→ WORK ORDER: This exercise calls for an exact copy of the listing below.

→ GIVEN INFORMATION:
......

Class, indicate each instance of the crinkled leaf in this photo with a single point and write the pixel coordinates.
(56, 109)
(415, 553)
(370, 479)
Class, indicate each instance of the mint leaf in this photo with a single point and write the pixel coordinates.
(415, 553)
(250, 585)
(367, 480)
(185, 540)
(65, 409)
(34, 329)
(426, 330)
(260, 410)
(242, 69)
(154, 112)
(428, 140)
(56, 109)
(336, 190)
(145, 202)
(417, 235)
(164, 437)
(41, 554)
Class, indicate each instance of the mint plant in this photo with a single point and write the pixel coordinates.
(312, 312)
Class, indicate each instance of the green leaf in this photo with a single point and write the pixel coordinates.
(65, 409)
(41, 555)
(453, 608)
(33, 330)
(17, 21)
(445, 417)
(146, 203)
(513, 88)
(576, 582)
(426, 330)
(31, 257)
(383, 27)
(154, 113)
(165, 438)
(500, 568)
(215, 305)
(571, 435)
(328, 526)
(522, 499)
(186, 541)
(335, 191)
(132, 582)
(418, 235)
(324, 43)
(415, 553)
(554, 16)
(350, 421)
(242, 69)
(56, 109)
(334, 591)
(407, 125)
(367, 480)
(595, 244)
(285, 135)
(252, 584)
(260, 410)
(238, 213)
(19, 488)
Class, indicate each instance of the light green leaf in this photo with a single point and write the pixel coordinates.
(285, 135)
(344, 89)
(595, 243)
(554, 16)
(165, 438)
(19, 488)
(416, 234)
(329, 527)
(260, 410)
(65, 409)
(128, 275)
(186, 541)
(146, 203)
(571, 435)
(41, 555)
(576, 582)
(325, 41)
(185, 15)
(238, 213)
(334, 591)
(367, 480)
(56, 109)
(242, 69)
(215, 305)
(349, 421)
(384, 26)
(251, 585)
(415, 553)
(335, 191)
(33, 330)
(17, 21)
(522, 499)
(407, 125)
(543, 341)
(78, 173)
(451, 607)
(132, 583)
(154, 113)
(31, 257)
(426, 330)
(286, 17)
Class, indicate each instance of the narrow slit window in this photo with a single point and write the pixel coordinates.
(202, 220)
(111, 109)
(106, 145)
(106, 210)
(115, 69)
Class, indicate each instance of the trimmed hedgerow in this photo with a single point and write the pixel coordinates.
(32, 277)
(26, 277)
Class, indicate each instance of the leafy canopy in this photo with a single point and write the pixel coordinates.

......

→ RESULT BELOW:
Class, indicate each instance of the crinkled leaf in this photo with a single point and write the pixel coordinates.
(56, 109)
(415, 553)
(370, 479)
Class, indicate each instance of the mint leaf in this photo with a single point and write the pixel coordinates.
(415, 553)
(250, 585)
(367, 480)
(185, 540)
(65, 409)
(34, 329)
(426, 330)
(260, 410)
(242, 69)
(154, 112)
(428, 140)
(56, 109)
(336, 190)
(145, 202)
(417, 235)
(164, 437)
(41, 554)
Class, indicate each instance of the mint plant in this photo with a single point and write the pixel coordinates.
(312, 312)
Class, indicate each instance of the green leaf in this photo with a single point and write the pixel coordinates.
(65, 409)
(41, 555)
(453, 608)
(33, 330)
(17, 21)
(445, 417)
(146, 203)
(513, 88)
(576, 582)
(426, 330)
(31, 257)
(383, 27)
(154, 113)
(165, 438)
(500, 568)
(215, 305)
(571, 435)
(328, 526)
(522, 499)
(186, 541)
(335, 191)
(132, 582)
(418, 235)
(324, 43)
(415, 553)
(554, 16)
(350, 421)
(242, 69)
(56, 109)
(334, 591)
(407, 125)
(367, 480)
(595, 244)
(285, 135)
(252, 584)
(260, 410)
(238, 213)
(19, 488)
Class, indicate each instance of the light green leaf in this photo with a single point and write the pixel coordinates.
(285, 135)
(344, 89)
(595, 243)
(554, 16)
(165, 438)
(19, 488)
(416, 234)
(329, 527)
(260, 410)
(65, 409)
(128, 275)
(186, 541)
(146, 203)
(571, 435)
(41, 555)
(576, 582)
(325, 41)
(185, 15)
(238, 213)
(334, 591)
(367, 480)
(56, 109)
(242, 69)
(215, 305)
(349, 421)
(384, 26)
(251, 585)
(415, 553)
(335, 191)
(33, 330)
(17, 21)
(522, 499)
(407, 125)
(543, 341)
(78, 173)
(451, 607)
(132, 583)
(154, 113)
(31, 257)
(426, 330)
(286, 17)
Class, indicate each instance of the narrow slit window in this photo with a single point and write the pixel coordinates.
(202, 220)
(111, 109)
(106, 145)
(106, 210)
(115, 69)
Class, indicate each instance of the trimmed hedgerow in this photo with a single point and write the pixel coordinates.
(32, 277)
(26, 277)
Class, indicate each instance of the leafy canopy in this photo with a single point and write the pixel coordinates.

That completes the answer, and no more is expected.